§ **SEITE**
++++++++

Kurz nach des Vaters Tod 2000 wird die Verfassung geändert (Mindestalter für den Präsidenten von 40 auf 34 herabgesetzt), er wird einstimmig zum Generalsekretär der Baath-Partei gewählt, General und Oberkommandierender der Streitkräfte und mit 97,3 % zum Präsidenten gewählt.


2000 heiratet Baschar al-Assad Asma Fauaz al-Akhras, sie haben drei Kinder.
Die Hoffnungen mit Assads Machtübernahme auf eine politische und wirtschaftliche Öffnung des Landes scheinen sich anfangs zu erfüllen. Aber dem "Damaszener Frühling" (Redefreiheit, demokratische Reformen) folgt der "Damaszener Winter", Schauprozesse gegen Intellektuelle mit Gefängnis (Fortschritt, zu Hafiz al-Assads Zeiten verschwinden sie meist spurlos!), Assad fürchtet um die Stabilität des Regimes, er verjüngt die Baath-Partei, nur innerhalb der Partei dürfen Anregungen und Kritik erarbeitet und formuliert werden. 2006, am Ende des Libanonkriegs, spricht Assad vom siegreichen Widerstand der Hisbollah und nennt Israel einen Feind, mit dem es keinen Frieden gebe, 2007 wird Assad mit 97,6 % auf weitere 7 Jahre gewählt.
2011 (nach Protesten in Ägypten) fordert Assad ein Umdenken unter den arabischen Machthabern hin zu mehr Liberalität. Er betont die Rückständigkeit Syriens im zivilgesellschaftlichen Diskurs, deshalb sei Zurückhaltung gegenüber vollen demokratischen Rechten fürs Volk geboten, ein Übergreifen des Arabischen Frühlings auf Syrien sei unwahrscheinlich.

Kann das syrische Volk auf Asma al-Assad hoffen? Schließlich gibt die Diktatoren-Gattin dem Regime in Damaskus nach der Hochzeit ein moderneres Antlitz, gern im Chanel-Kostüm und auf Christian-Louboutin-Schuhen. Die in London 1975 geborene Tochter eines syrischen Kardiologen ist gebildet, hat Abschlüsse in Informatik und französischer Literatur, arbeitete als Investmentbankerin - auch für die Deutsche Bank. An der Staatsspitze inszeniert sie sich als Reformerin. Frankreichs Präsident Nicolas Sarkozy, der die Assads im Elysée-Palast empfängt: "Wenn er eine solche moderne und aufgeschlossene Frau hat, kann er so übel nicht sein."

++++++++

§ **GEZEIGTE DATEN**
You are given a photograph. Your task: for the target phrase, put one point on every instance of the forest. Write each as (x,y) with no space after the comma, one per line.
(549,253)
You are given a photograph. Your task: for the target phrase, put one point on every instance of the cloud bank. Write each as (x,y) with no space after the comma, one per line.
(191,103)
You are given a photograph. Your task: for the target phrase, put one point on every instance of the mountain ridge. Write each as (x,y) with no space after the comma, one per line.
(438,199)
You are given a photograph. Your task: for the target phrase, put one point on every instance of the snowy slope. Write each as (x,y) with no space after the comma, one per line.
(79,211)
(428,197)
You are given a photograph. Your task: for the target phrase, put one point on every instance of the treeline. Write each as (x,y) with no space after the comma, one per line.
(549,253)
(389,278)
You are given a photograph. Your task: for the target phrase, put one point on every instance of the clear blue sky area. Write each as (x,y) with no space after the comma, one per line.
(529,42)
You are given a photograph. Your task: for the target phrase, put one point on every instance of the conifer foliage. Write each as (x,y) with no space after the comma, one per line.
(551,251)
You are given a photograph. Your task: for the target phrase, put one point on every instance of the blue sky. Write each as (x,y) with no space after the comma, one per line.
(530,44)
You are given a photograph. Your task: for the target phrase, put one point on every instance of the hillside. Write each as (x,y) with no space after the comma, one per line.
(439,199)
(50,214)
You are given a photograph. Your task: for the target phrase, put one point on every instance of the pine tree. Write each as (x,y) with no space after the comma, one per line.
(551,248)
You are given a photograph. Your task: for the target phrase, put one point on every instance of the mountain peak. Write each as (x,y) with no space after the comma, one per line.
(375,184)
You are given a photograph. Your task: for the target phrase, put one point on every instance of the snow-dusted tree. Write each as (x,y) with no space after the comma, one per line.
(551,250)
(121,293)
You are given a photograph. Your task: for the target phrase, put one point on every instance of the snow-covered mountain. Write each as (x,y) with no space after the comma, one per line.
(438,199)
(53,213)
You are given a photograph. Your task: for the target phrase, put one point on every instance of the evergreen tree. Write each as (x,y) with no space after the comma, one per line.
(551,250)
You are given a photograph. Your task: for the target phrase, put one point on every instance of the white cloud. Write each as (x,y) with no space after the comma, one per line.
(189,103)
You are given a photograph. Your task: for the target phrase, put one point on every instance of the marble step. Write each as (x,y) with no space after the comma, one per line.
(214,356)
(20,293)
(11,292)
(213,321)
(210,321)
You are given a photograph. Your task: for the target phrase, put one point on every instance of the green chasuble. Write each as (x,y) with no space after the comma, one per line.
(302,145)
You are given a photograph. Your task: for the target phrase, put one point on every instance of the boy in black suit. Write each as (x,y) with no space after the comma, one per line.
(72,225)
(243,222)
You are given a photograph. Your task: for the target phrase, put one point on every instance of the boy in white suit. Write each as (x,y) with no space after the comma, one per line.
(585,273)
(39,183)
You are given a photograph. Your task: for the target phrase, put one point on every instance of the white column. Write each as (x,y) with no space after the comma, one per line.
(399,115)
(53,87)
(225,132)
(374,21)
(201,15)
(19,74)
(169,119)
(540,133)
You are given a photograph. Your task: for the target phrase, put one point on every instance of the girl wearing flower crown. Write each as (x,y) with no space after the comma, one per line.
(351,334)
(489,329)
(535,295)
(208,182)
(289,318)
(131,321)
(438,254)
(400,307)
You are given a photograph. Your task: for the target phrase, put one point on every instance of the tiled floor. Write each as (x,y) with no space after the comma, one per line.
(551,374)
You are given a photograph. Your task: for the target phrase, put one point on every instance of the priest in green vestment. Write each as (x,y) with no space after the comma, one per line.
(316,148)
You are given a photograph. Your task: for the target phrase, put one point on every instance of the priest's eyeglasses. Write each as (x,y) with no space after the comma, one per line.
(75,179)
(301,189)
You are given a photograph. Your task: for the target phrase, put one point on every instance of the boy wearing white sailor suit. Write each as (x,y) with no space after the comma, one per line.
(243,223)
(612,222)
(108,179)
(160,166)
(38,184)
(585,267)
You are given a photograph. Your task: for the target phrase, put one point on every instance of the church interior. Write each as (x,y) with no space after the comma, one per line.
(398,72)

++++++++

§ **AUFGABEN**
(1) Auf welches Alter wurde nach dem Text über Baschar al-Assad das Mindestalter für den Präsidenten herabgesetzt?
(2) Führe den Text über Baschar al-Assad im Anschluss an seinen letzten Satz weiter.

§ **ANTWORTEN**
(1) Von 40 auf 34 Jahre.

(2)
"Vogue" feiert Asma 2011 als "glamourös, jung, sehr schick", als die "frischeste und magnetischste aller First Ladys", ja als "Wüstenrose" - zu der Zeit, da sich das syrische Volk gegen das Assad-Regime erhebt. Hacker veröffentlichen die Mail-Kommunikation des Präsidentenpaares: Sie ordert Highheels, Möbel, eine Ming-Vase, während ihr Mann das Volk zusammenschießen lässt.

Assad-Clan



Bürgerkrieg: Wer kämpft gegen wen?

Im März 2011 greift der Arabische Frühling auf Syrien über. Assad reagiert mit zunehmender brutaler Gewalt. Der UN-Sicherheitsrat verurteilt Menschenrechtsverletzungen und Gewalt gegen Zivilisten. Bis Januar 2014 sterben über 100.000 Menschen, darunter unzählige Kinder. Assad lässt Menschen in Lagern foltern und vergewaltigen, Navi Pillay, die UN-Hochkommissarin für Menschenrechte, empfiehlt die Anrufung des Internationalen Strafgerichtshofs.
Im Mai 2011 verhängt die EU-Kommission gegen Assad, seine Ehefrau Asma al-Assad und weitere Angehörige des Assad-Clans ein Handelsembargo, die Arabische Liga Wirtschaftssanktionen und Sanktionen gegen Mitglieder des syrischen Regimes.
Die Ehefrauen des deutschen und des britischen UN-Botschafters apellieren in einem Internet-Video an Asma al-Assad, First Lady Syriens, sich für ein Ende des Blutvergießens einzusetzen.

2012 warnt Assad in einem Interview angrenzende Länder vor Einmischungen: Wer in Syrien Chaos schüre, könne sich damit selbst infizieren.
Im Juni 2014 gewinnt Assad mit 88,7 % die Präsidentenwahl. UN, EU und USA bezeichnen die Wahl als "Farce". Deutschland und Frankreich verbieten, in der syrischen Botschaft im jeweiligen Land an der Wahl teilzunehmen.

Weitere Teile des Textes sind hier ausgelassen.